■ Set tasks:
1) Answer these questions about the passage on Kinney v. Barnes, each on its own line:
(a) Which court decided the case?
(b) Which footnote of the opinion does the passage cite on prior restraint?
(c) Into how many categories does the opinion divide Kinney's request for injunctive relief?
2) In the passage on Kinney v. Barnes, why does the opinion hold that ordering Barnes to remove the statements from his websites is not a prior restraint?
3) Resume the passage on Kinney v. Barnes from where it stops.
>> Start Document text
Texas Courts Can Order Removal of Defamatory Material Posted Online

So holds the Texas Supreme Court in Kinney v. Barnes. The full text of the opinion is available here. Texas Lawyer reports that court orders for the removal of online content is a new remedy for defamed parties. Texas Lawyer goes on to note that the opinion still holds that courts cannot enjoin any future online speech since that would be an unlawful prior restraint, something that the Supreme Court has roundly rejected (see footnote 7 of the opinion).

From the opinion:
In this case, Kinney’s request for injunctive relief may be broken down into two categories. First, as reflected in the pleadings, Kinney would have the trial court order Barnes to remove the statements at issue from his websites (and request that third-party republishers of the statements do the same) upon a final adjudication that the statements are defamatory. Such an injunction does not prohibit future speech, but instead effectively requires the erasure of past speech that has already been found to be unprotected in the context in which it was made. As such, it is accurately characterized as a remedy for one’s abuse of the liberty to speak and is not a prior restraint.
>> End Document text
>> Start Records supplied
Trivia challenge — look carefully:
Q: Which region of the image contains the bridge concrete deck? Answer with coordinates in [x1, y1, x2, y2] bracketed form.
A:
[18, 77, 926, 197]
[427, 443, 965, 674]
>> End Records supplied
■ Outputs in order:
1)
(a) The Texas Supreme Court.
(b) Footnote 7.
(c) Two.

2) Such an order does not prohibit future speech. It requires erasing past speech that has already been found unprotected, upon a final adjudication that the statements are defamatory. That makes it a remedy for abusing the liberty to speak rather than a prior restraint.

3)
While injunctive relief is typically not available in defamation cases, ordering the removal of posted defamatory material seems to be a sensible exception to the general rule. Were the statement to remain online, courts would need to estimate the continuing damage the statement could cause, or re-adjudicate the case if harm continued to occur as a result of the statement. Ordering the removal of a defamatory statement may at least partially mitigate some of this continuing harm.